> [WHAT IS ASKED]
[1] In the Nowruz article, what other name is given for the first day of spring?
[2] Please echo a passage of the Nowruz article word for word: begin at the words "An informative photo" and stop after "of the sun.".

> [SOURCE DOCUMENT]
An informative photo report about Nowruz, how this Persian New Year is celebrated by the Kyrgyz people and where to find the best Nowruz festival in Kyrgyzstan.
The first day of spring, also called the Spring Equinox, has long been celebrated as a time of rebirth and new beginnings. The days are getting longer, flowers are starting to bloom, blossoms are lacing the trees and the animal world begins to surface from its winter sleep. This change of season is also affecting us as humans. We’re slowly on starting to have more energy once we see and feel the warmth of the sun.
Many people will also do a thorough cleaning of their homes and treat themselves to new clothes for the upcoming summer. In many cultures the idea of ‘spring cleaning’ isn’t just a seasonal excuse to clean out the cupboards and get a new wardrobe; it’s the celebration of Nowruz, a traditional festival that dates back thousands of years.

> [SUPPLIED INFORMATION]
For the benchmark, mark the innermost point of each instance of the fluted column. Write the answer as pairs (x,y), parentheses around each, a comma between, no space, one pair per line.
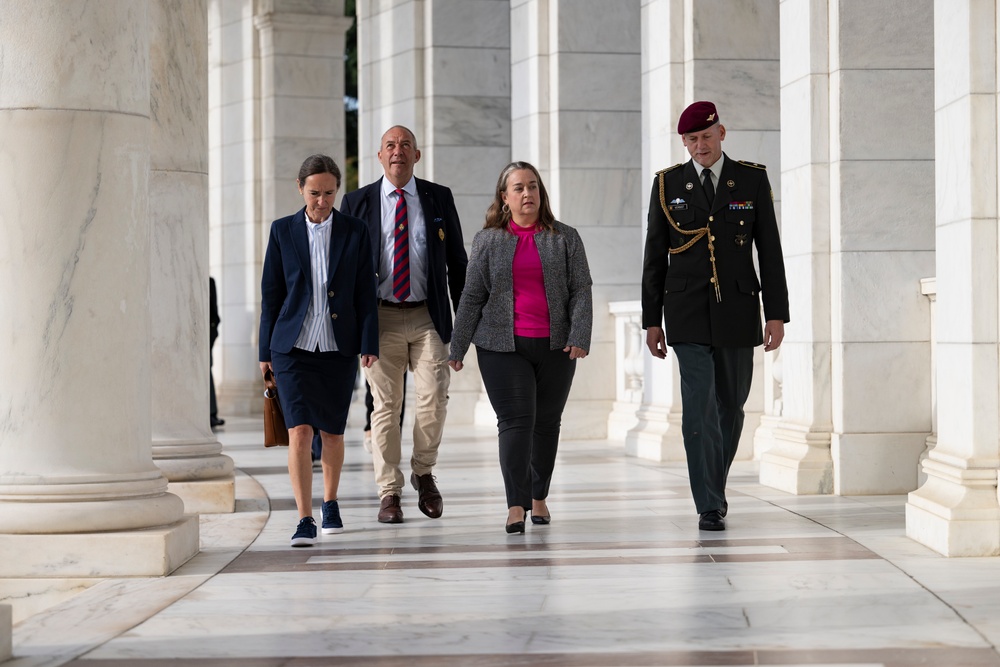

> [RESPONSE LIST]
[1] The Spring Equinox.

[2]
An informative photo report about Nowruz, how this Persian New Year is celebrated by the Kyrgyz people and where to find the best Nowruz festival in Kyrgyzstan.
The first day of spring, also called the Spring Equinox, has long been celebrated as a time of rebirth and new beginnings. The days are getting longer, flowers are starting to bloom, blossoms are lacing the trees and the animal world begins to surface from its winter sleep. This change of season is also affecting us as humans. We’re slowly on starting to have more energy once we see and feel the warmth of the sun.